▶ **Written problem**
Output every one of the records below verbatim, reproducing each line without any change.
· · ·
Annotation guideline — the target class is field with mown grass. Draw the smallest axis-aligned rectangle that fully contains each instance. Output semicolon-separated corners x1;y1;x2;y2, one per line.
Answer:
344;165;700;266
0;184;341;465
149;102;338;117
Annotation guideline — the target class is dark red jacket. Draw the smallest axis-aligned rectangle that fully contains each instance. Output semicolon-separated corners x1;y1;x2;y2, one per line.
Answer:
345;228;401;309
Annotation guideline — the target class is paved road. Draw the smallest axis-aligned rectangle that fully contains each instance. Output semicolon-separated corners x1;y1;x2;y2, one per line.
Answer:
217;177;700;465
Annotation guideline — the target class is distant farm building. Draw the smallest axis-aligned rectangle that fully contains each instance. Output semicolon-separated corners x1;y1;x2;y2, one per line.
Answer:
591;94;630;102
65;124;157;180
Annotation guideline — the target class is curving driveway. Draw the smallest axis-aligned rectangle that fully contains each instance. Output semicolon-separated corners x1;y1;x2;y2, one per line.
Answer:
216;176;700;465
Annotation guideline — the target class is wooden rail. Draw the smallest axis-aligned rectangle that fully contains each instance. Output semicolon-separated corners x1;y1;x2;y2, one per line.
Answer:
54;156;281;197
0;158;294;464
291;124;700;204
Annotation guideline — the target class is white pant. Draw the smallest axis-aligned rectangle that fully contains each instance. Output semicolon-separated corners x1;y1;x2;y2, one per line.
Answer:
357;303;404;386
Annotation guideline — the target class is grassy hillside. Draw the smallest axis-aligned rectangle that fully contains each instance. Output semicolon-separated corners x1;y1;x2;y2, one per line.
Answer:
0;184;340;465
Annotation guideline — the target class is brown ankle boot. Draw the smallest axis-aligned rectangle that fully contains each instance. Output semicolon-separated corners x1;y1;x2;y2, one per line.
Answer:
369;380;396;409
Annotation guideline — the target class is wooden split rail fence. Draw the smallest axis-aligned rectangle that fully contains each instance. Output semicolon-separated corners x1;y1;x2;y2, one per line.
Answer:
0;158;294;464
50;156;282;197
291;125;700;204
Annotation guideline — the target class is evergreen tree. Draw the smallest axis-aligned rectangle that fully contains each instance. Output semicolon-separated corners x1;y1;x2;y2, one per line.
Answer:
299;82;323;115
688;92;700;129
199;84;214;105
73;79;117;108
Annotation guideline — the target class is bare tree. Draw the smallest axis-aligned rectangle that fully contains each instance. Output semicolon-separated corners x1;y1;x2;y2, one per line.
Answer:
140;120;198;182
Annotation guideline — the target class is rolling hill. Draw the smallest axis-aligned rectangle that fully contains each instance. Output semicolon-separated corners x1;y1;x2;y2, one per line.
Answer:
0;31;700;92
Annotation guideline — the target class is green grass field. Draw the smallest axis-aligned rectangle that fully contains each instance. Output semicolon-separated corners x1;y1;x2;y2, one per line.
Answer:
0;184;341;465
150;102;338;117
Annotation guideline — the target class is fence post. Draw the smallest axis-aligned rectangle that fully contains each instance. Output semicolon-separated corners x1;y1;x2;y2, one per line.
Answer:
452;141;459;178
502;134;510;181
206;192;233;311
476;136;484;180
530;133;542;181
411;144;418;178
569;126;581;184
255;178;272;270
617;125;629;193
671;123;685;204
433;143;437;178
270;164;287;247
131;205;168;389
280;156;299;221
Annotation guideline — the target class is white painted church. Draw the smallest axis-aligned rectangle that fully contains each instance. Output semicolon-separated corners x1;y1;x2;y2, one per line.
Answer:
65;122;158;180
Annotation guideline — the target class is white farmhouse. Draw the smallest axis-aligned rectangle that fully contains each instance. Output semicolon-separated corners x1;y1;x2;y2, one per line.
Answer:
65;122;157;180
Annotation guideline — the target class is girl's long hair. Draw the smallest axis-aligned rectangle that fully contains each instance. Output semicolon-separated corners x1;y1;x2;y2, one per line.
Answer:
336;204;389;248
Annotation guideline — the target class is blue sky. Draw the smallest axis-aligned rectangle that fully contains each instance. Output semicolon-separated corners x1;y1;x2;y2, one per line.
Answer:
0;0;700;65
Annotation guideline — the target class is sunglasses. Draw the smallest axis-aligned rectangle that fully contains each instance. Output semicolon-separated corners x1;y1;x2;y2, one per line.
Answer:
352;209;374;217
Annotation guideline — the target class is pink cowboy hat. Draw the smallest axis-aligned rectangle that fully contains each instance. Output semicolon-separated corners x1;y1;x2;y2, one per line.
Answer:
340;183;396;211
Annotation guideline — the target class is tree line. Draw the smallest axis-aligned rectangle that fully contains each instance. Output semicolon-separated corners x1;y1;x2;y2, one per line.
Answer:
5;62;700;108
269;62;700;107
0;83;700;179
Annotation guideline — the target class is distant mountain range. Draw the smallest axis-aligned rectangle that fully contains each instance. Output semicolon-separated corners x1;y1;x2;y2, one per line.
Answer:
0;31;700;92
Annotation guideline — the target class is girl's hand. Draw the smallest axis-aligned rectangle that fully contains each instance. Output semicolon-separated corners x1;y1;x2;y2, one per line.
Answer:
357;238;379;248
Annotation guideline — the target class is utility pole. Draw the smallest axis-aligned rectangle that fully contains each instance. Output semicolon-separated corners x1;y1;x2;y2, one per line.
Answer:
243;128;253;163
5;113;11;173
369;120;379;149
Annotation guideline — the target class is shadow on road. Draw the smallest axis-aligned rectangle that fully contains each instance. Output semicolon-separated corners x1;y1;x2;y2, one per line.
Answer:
· · ·
▶ **Task response**
Annotation guideline — the target class is field with mown grass. Draw the smallest axis-aligned rectangle that fully contains each instance. Output semicolon-separated corners x1;y1;x2;y2, one per line.
Answer:
344;165;700;266
0;184;341;465
149;102;338;117
Annotation guideline — the target class is dark red jacket. Draw the smallest axis-aligned rectangle that fully contains each instance. Output semicolon-separated corners x1;y1;x2;y2, one per line.
Answer:
345;228;401;309
Annotation guideline — the target class is paved road. Draw the smallest axis-aligned rectangle that fully contains each instance. Output semicolon-separated corners x1;y1;x2;y2, one per line.
Answer:
217;177;700;465
Annotation guideline — the target class is distant farm building. Draw the smallest axis-aligned rectangle that fully contains each instance. Output semicolon-separated corners x1;y1;x2;y2, one per line.
Answer:
591;94;630;102
65;124;157;180
Annotation guideline — the target class is curving driveway. Draw the smallest axis-aligned rectangle that fully contains each instance. Output semicolon-separated corners x1;y1;x2;y2, one per line.
Answer:
216;176;700;465
Annotation guideline — the target class is wooden rail. Draw the smallest axis-aligned rectangle that fully contains each instance. Output semicolon-separated corners x1;y1;x2;y2, one per line.
Answer:
54;156;281;197
0;158;294;464
291;124;700;204
Annotation guideline — the target class is white pant. Draw the smallest axis-aligned rectangle that fully contains each instance. Output semicolon-separated corners x1;y1;x2;y2, one per line.
Answer:
357;303;404;386
Annotation guideline — the target class is grassy hillside. Draw the smallest axis-aligned rectangle that fully contains each instance. Output semicolon-separated corners x1;y1;x2;y2, one per line.
Answer:
0;184;340;465
Annotation guideline — the target class is brown ankle boot. Draw the smallest axis-aligned rectangle that fully contains each instance. Output semicolon-separated corners x1;y1;x2;y2, one per line.
Answer:
369;380;396;409
Annotation guideline — the target class is wooden split rail fence. Draw the smallest axis-aligned rectangle that fully contains each instance. Output semicolon-separated corners x1;y1;x2;y2, one per line.
Answer:
0;158;294;464
50;156;282;197
291;125;700;204
Annotation guideline — the target class is evergreen tree. Draw the smallest axis-aligned rectangle that fully contains each instance. Output semicolon-separated corners x1;y1;x2;y2, one per line.
Answer:
299;82;323;115
688;92;700;129
199;84;214;105
73;79;117;108
Annotation guideline — the target class is bare tree. Draw the smallest axis-aligned rectangle that fully contains each instance. Output semicolon-separated corners x1;y1;x2;y2, one per line.
Answer:
140;120;198;182
Annotation guideline — the target class is rolling hill. Draw the smallest axis-aligned rectangle that fully contains each instance. Output semicolon-separated corners x1;y1;x2;y2, one per line.
Answer:
0;31;700;92
Annotation guideline — the target class is green grass field. Draw the smallest axis-aligned rectangle that fully contains each instance. Output semicolon-separated corners x1;y1;x2;y2, one per line.
Answer:
0;184;341;465
150;102;338;117
Annotation guideline — the target class is fence post. Draw the smallest axis-aligned rectangle that fully contains each instance. Output semicolon-separated corners x1;y1;x2;y2, one per line.
Answer:
452;141;459;178
502;134;510;181
206;192;233;311
476;136;484;180
530;133;542;181
411;144;418;178
569;126;581;184
255;178;272;270
617;125;629;193
671;123;685;204
433;143;437;178
270;164;287;247
131;205;168;389
280;156;299;221
Annotation guideline — the target class is white painted church. Draw the smallest axis-aligned rectangle that fully contains each instance. Output semicolon-separated corners x1;y1;x2;y2, one per line.
Answer:
65;122;158;180
Annotation guideline — the target class is white farmhouse. Draw the smallest axis-aligned rectangle that fully contains each instance. Output semicolon-separated corners x1;y1;x2;y2, one per line.
Answer:
65;122;157;180
Annotation guideline — the target class is girl's long hair. Draw the smallest axis-aligned rectangle that fully contains each instance. Output semicolon-separated corners x1;y1;x2;y2, one per line.
Answer:
336;204;389;248
Annotation guideline — the target class is blue sky. Draw the smallest axis-aligned rectangle that fully contains each instance. Output semicolon-separated corners x1;y1;x2;y2, one per line.
Answer:
0;0;700;65
Annotation guideline — the target class is sunglasses. Draw the smallest axis-aligned rectangle that fully contains each instance. Output semicolon-separated corners x1;y1;x2;y2, one per line.
Answer:
352;209;374;217
Annotation guideline — the target class is pink cowboy hat. Draw the smallest axis-aligned rectangle that fully contains each instance. Output semicolon-separated corners x1;y1;x2;y2, one per line.
Answer:
340;183;396;211
Annotation guideline — the target class is tree line. Draw the smallest axis-aligned rectangle that fully contains each instance. Output semicolon-separated corners x1;y1;x2;y2, one per line.
Answer:
5;62;700;108
269;62;700;107
0;83;700;179
Annotation guideline — the target class is distant mountain range. Draw the smallest axis-aligned rectangle that fully contains each instance. Output semicolon-separated corners x1;y1;x2;y2, one per line.
Answer:
0;31;700;92
Annotation guideline — the target class is girl's hand. Draw the smallest axis-aligned rectangle that fully contains each instance. Output semicolon-separated corners x1;y1;x2;y2, one per line.
Answer:
357;238;379;248
Annotation guideline — the target class is utility pole. Draw the smallest axis-aligned rectangle that fully contains each instance. Output semicolon-separated corners x1;y1;x2;y2, one per line.
Answer:
243;128;253;163
5;113;11;173
369;120;379;149
Annotation guideline — the target class is shadow on road. Draw the smallest axis-aligned rectangle that fully contains each instance. Output semicolon-separated corners x1;y1;x2;y2, one per line.
Answer:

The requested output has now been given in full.